» **WHAT IS EXPECTED**:
Swap "Target" for "Label" in everything from the line containing "[locate] window (a" down to the end of the listing below. Leave everything else unchanged and return only those lines.

» **RECORD SET**:
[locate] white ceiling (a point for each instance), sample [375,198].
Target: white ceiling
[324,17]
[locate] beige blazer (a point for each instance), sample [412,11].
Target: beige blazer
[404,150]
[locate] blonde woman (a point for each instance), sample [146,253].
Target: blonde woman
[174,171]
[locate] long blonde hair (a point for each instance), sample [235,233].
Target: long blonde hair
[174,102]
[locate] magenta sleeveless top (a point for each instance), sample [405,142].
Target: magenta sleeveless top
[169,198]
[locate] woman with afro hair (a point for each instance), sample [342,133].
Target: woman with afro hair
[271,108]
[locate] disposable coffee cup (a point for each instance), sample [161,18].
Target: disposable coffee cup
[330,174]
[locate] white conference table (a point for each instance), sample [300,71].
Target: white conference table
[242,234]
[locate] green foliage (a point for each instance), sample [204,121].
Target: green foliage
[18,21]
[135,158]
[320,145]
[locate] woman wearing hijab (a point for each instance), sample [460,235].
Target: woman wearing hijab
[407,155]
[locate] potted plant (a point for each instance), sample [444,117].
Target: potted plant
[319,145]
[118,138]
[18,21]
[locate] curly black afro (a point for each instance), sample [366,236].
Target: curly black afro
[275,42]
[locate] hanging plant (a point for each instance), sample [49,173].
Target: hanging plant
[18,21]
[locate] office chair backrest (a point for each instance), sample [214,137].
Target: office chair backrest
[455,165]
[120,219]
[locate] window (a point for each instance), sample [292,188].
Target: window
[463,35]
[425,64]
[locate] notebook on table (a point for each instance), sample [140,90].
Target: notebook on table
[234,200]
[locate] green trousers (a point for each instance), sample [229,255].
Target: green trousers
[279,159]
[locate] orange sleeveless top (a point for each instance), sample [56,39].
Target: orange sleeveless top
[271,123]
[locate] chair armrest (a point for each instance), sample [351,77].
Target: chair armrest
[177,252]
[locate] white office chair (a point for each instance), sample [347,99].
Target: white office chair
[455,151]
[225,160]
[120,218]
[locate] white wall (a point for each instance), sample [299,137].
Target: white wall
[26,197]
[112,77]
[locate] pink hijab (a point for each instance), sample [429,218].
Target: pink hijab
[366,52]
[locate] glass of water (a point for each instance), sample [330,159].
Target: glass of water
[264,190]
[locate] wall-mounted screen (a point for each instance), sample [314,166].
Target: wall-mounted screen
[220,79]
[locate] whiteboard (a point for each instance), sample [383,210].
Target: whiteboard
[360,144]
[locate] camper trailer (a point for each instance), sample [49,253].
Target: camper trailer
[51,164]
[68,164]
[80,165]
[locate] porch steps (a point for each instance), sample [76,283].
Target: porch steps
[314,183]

» **OUTPUT OF THE EXERCISE**:
[locate] window (a point for each instance), sample [292,188].
Label: window
[463,35]
[425,64]
[locate] notebook on table (a point for each instance), sample [140,90].
Label: notebook on table
[234,200]
[locate] green trousers (a point for each instance), sample [229,255].
Label: green trousers
[279,159]
[locate] orange sleeveless top (a point for each instance), sample [56,39].
Label: orange sleeveless top
[271,123]
[locate] chair armrest (a point for each instance), sample [351,77].
Label: chair armrest
[177,252]
[locate] white office chair (a point for each instance), sample [347,99].
Label: white office chair
[455,151]
[225,160]
[120,218]
[locate] white wall (a point for each instance), sample [299,137].
Label: white wall
[26,197]
[112,77]
[locate] pink hijab (a point for each instance), sample [429,218].
Label: pink hijab
[366,52]
[locate] glass of water (a point for each instance), sample [330,159].
Label: glass of water
[264,190]
[locate] wall-mounted screen (a point for each instance), sample [314,166].
Label: wall-mounted screen
[220,79]
[locate] whiteboard (a point for each instance), sample [383,210].
Label: whiteboard
[360,144]
[locate] camper trailer (a point for each instance), sample [49,253].
Label: camper trailer
[51,164]
[68,164]
[80,165]
[locate] porch steps (a point for each instance), sample [76,283].
Label: porch steps
[314,183]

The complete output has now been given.